Oral evidence includes hearsay evidence which is when a witness simply relates what someone saw or heard. As far as possible, the practice is to have witnesses present in court to give their evidence so that they can be examined and cross-examined.

Real evidence is something tangible and physical and must be lodged as a “production”. Usually, at least one witness must speak to the piece of evidence for it to be admissible.

Documentary evidence may be written, printed, or recorded in some other reliable way such as on tape, video, CD or electronically, and it should also be lodged as a production. Expert witnesses will normally be required to attend court to give their evidence e.g to give testimony in support of a report lodged as a production.

Written evidence such as affidavits are regularly admitted and accepted as evidence in civil proceedings. Expert witnesses will normally attend court to give their opinion as evidence in the proceedings. In many cases, an expert will be speaking in support of a report lodged as a production.

2.6 Are certain methods of proof stronger than others?

There is a general rule that the best evidence must be produced in the case. In Scotland, great value is placed on the oral evidence of a witness rather than other forms of evidence, as the witness is able to provide the court with a first hand account of what they have seen or heard.

2.7 In order to prove certain facts, are certain methods of proof obligatory?

A written document is required in certain circumstances. For instance for the constitution of a contract relating to land, in a trust where a person declares himself or herself to be sole trustee of either his or her own property or any property which he or she may acquire or in the making of any will, testamentary trust disposition and settlement or codicil.

Also in cases where documentary evidence is to be relied upon, then the original of the document must be produced unless the parties accept either a copy of the original or one that has been properly authenticated as a true copy by the person making the copy.

2.8 Are witnesses obliged by law to testify?

Generally speaking, any witness who is cited to give evidence is required to do so.

2.9 In which cases can they refuse to give evidence?

In cases where a witnesses has privilege against answering questions e.g. communications between a legal adviser and his or her client. There is also a general rule in Scots law that a person cannot be forced to incriminate themselves. A witness is entitled to refuse to answer a question if a true answer may lead to a crime or involves an admission of adultery as an untrue answer could lead to a charge of perjury.

2.10 Can a person who refuses to testify be sanctioned or forced to give evidence?

If a person refuses to give evidence then he or she can be forced to testify under threat of a charge of contempt of court. It is also possible to lodge as evidence a previous statement the witness made if they now refuse to give evidence.

2.11 Are there persons from whom evidence cannot be obtained?

No. The Vulnerable Witnesses (Scotland) Act 2004 abolished the ‘competence test' for witnesses in criminal and civil proceedings so evidence is not inadmissible solely because a witness does not understand the duty to give truthful evidence or the difference between truth and lies.  It will be for the judge or jury to decide if the testimony is reliable and credible in light of all the evidence led in the case.

2.12 What is the role of the judge and the parties in the hearing of a witness? Under what conditions can a witness be heard via videoconferencing or other technical means?

The role of the judge is to ensure that a witness when giving their evidence is questioned fairly by parties. The judge must also act with impartiality. The judge can also ask questions in order for example to clarify a matter which remains obscure or to open up another line of inquiry which seems relevant. The role of the parties is that they will lead their respective witnesses in turn who will then each in turn be open to cross-examination by the other party or parties.
-------------------------
> [Problem to work on] Quote the passage on Scottish rules of evidence word for word, from "2.7 In order" to "law to testify?".
-------------------------
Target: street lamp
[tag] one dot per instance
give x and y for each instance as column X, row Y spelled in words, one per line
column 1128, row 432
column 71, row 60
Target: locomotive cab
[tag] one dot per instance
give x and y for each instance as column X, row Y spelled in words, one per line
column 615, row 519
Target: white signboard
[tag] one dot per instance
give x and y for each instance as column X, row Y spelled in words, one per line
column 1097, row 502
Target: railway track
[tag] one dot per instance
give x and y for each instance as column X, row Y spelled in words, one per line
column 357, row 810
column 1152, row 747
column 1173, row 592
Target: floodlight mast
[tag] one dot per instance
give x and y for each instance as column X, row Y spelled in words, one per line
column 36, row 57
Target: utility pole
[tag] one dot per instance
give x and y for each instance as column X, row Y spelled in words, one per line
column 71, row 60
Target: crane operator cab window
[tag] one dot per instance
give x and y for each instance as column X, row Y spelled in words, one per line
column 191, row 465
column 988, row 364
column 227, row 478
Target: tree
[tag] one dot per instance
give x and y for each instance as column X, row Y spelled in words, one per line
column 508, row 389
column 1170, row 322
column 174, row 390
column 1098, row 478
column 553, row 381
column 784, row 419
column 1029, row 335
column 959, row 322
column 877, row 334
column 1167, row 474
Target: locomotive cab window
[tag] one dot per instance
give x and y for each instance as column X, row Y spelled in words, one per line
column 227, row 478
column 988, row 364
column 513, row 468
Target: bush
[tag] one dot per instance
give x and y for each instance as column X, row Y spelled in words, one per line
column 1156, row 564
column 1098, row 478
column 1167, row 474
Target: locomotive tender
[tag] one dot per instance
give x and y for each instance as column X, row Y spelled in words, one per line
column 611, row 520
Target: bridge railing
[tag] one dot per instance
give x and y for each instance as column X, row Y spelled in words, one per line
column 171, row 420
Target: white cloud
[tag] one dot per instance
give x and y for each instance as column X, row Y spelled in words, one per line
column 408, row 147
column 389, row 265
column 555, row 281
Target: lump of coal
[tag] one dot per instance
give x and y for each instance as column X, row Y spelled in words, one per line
-------------------------
> [Reply]
2.7 In order to prove certain facts, are certain methods of proof obligatory?

A written document is required in certain circumstances. For instance for the constitution of a contract relating to land, in a trust where a person declares himself or herself to be sole trustee of either his or her own property or any property which he or she may acquire or in the making of any will, testamentary trust disposition and settlement or codicil.

Also in cases where documentary evidence is to be relied upon, then the original of the document must be produced unless the parties accept either a copy of the original or one that has been properly authenticated as a true copy by the person making the copy.

2.8 Are witnesses obliged by law to testify?